• _What is expected_:
Copy out the listing below, replacing each "job" with "task" and keeping everything else unchanged. Leave the pictures out.

• _Entries provided_:

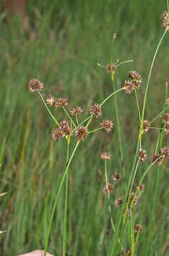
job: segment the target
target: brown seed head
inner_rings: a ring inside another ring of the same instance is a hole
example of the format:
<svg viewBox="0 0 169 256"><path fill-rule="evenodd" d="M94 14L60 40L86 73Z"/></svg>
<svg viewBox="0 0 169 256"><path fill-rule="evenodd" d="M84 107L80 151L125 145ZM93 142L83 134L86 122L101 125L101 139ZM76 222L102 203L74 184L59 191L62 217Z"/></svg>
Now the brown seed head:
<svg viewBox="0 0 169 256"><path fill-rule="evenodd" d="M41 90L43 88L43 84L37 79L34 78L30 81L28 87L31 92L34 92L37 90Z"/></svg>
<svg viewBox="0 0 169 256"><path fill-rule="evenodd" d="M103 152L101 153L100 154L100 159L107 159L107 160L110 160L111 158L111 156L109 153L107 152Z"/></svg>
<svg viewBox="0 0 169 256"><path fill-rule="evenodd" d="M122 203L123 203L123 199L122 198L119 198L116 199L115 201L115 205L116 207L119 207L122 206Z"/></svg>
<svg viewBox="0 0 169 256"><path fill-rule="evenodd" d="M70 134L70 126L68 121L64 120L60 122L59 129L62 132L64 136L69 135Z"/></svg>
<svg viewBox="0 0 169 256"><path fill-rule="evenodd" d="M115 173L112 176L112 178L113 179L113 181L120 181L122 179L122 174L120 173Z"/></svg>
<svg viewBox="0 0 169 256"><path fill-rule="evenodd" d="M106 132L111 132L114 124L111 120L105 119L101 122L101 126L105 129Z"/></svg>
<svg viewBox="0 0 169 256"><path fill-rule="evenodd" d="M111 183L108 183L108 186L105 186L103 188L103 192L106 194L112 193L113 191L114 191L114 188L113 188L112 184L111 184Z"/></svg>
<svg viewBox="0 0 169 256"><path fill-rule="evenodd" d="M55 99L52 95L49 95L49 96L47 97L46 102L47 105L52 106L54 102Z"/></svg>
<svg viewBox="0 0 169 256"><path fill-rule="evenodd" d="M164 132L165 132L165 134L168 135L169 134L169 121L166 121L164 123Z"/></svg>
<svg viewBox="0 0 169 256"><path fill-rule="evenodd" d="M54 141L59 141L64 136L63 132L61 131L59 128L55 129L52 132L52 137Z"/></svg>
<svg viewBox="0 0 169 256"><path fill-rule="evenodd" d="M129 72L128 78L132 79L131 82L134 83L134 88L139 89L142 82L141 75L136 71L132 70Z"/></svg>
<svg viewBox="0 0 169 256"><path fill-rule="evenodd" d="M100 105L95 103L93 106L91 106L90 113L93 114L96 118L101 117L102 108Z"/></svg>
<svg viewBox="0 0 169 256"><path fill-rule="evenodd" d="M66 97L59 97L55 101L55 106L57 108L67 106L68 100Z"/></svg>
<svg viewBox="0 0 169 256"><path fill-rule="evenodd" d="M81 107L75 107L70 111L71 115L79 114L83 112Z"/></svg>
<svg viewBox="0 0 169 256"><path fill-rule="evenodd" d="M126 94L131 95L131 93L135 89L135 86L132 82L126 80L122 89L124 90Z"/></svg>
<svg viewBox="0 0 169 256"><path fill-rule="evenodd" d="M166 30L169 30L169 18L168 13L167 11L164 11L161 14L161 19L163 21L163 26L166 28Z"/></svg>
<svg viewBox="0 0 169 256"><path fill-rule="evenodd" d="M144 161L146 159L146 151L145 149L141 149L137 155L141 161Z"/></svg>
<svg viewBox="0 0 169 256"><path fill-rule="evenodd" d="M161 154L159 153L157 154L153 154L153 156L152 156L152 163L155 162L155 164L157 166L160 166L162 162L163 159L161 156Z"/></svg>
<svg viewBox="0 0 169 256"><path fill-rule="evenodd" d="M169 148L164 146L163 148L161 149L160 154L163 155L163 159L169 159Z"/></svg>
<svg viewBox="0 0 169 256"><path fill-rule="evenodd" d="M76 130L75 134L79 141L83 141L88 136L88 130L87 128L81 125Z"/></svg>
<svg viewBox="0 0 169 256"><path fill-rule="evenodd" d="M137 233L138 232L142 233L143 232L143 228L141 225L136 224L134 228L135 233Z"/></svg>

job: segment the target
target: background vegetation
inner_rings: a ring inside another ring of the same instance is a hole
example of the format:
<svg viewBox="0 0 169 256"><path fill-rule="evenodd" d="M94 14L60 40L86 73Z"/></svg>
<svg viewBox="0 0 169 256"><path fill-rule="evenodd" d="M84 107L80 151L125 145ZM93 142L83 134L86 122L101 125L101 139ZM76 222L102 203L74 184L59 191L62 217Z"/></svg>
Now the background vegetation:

• _Result_:
task: segment the target
target: brown seed head
inner_rings: a ring inside another ring of the same instance is a hole
example of the format:
<svg viewBox="0 0 169 256"><path fill-rule="evenodd" d="M94 14L60 40L86 73Z"/></svg>
<svg viewBox="0 0 169 256"><path fill-rule="evenodd" d="M84 107L80 151L125 145ZM93 142L83 134L86 122L101 125L101 139ZM76 222L102 203L74 184L59 191L62 217Z"/></svg>
Now the brown seed head:
<svg viewBox="0 0 169 256"><path fill-rule="evenodd" d="M41 90L43 88L43 84L37 79L34 78L30 81L28 87L31 92L34 92L37 90Z"/></svg>
<svg viewBox="0 0 169 256"><path fill-rule="evenodd" d="M103 152L101 153L100 154L100 159L107 159L107 160L110 160L111 158L111 156L109 153L107 152Z"/></svg>
<svg viewBox="0 0 169 256"><path fill-rule="evenodd" d="M122 203L123 203L123 199L122 198L119 198L116 199L115 201L115 205L116 207L119 207L122 206Z"/></svg>
<svg viewBox="0 0 169 256"><path fill-rule="evenodd" d="M70 134L70 126L68 121L64 120L60 122L59 129L62 132L64 136L69 135Z"/></svg>
<svg viewBox="0 0 169 256"><path fill-rule="evenodd" d="M115 173L112 176L112 178L113 179L113 181L120 181L122 179L122 174L120 173Z"/></svg>
<svg viewBox="0 0 169 256"><path fill-rule="evenodd" d="M106 132L111 132L114 124L111 120L105 119L101 122L101 126L105 129Z"/></svg>
<svg viewBox="0 0 169 256"><path fill-rule="evenodd" d="M111 183L108 183L108 186L105 186L103 188L103 192L106 194L112 193L113 191L114 191L114 188L113 188L112 184L111 184Z"/></svg>
<svg viewBox="0 0 169 256"><path fill-rule="evenodd" d="M55 99L52 95L49 95L49 96L47 97L46 102L47 105L52 106L54 102Z"/></svg>
<svg viewBox="0 0 169 256"><path fill-rule="evenodd" d="M164 132L165 132L165 134L168 135L169 134L169 121L166 121L164 123Z"/></svg>
<svg viewBox="0 0 169 256"><path fill-rule="evenodd" d="M54 141L59 141L64 136L63 132L61 131L59 128L55 129L52 132L52 137Z"/></svg>
<svg viewBox="0 0 169 256"><path fill-rule="evenodd" d="M129 72L128 78L132 79L131 82L134 83L134 88L139 89L142 82L141 75L136 71L132 70Z"/></svg>
<svg viewBox="0 0 169 256"><path fill-rule="evenodd" d="M100 105L95 103L93 106L91 106L90 113L93 114L96 118L101 117L102 108Z"/></svg>
<svg viewBox="0 0 169 256"><path fill-rule="evenodd" d="M66 97L59 97L55 101L55 106L57 108L67 106L68 100Z"/></svg>
<svg viewBox="0 0 169 256"><path fill-rule="evenodd" d="M81 107L75 107L70 111L71 115L79 114L83 112Z"/></svg>
<svg viewBox="0 0 169 256"><path fill-rule="evenodd" d="M126 94L131 95L131 93L135 89L135 86L132 82L126 80L122 89L124 90Z"/></svg>
<svg viewBox="0 0 169 256"><path fill-rule="evenodd" d="M166 30L169 30L169 18L168 13L167 11L164 11L161 14L161 19L163 21L163 26L166 28Z"/></svg>
<svg viewBox="0 0 169 256"><path fill-rule="evenodd" d="M144 161L146 159L146 151L145 149L141 149L137 155L141 161Z"/></svg>
<svg viewBox="0 0 169 256"><path fill-rule="evenodd" d="M161 154L159 153L157 154L153 154L153 156L152 156L152 163L155 162L155 164L157 166L160 166L162 162L163 159L161 156Z"/></svg>
<svg viewBox="0 0 169 256"><path fill-rule="evenodd" d="M169 148L164 146L163 148L161 149L160 154L163 155L163 159L169 159Z"/></svg>
<svg viewBox="0 0 169 256"><path fill-rule="evenodd" d="M76 130L75 134L79 141L83 141L88 136L88 130L87 128L81 125Z"/></svg>
<svg viewBox="0 0 169 256"><path fill-rule="evenodd" d="M137 233L138 232L142 233L143 232L143 228L141 225L136 224L134 228L135 233Z"/></svg>

task: segment the target
target: background vegetation
inner_rings: a ring inside another ring of the same instance is a hole
example of the format:
<svg viewBox="0 0 169 256"><path fill-rule="evenodd" d="M94 14L60 40L86 73Z"/></svg>
<svg viewBox="0 0 169 256"><path fill-rule="evenodd" d="M84 107L80 151L125 145ZM93 142L83 134L86 122L101 125L101 139ZM76 222L102 203L74 184L59 191L62 217Z"/></svg>
Now the background vegetation:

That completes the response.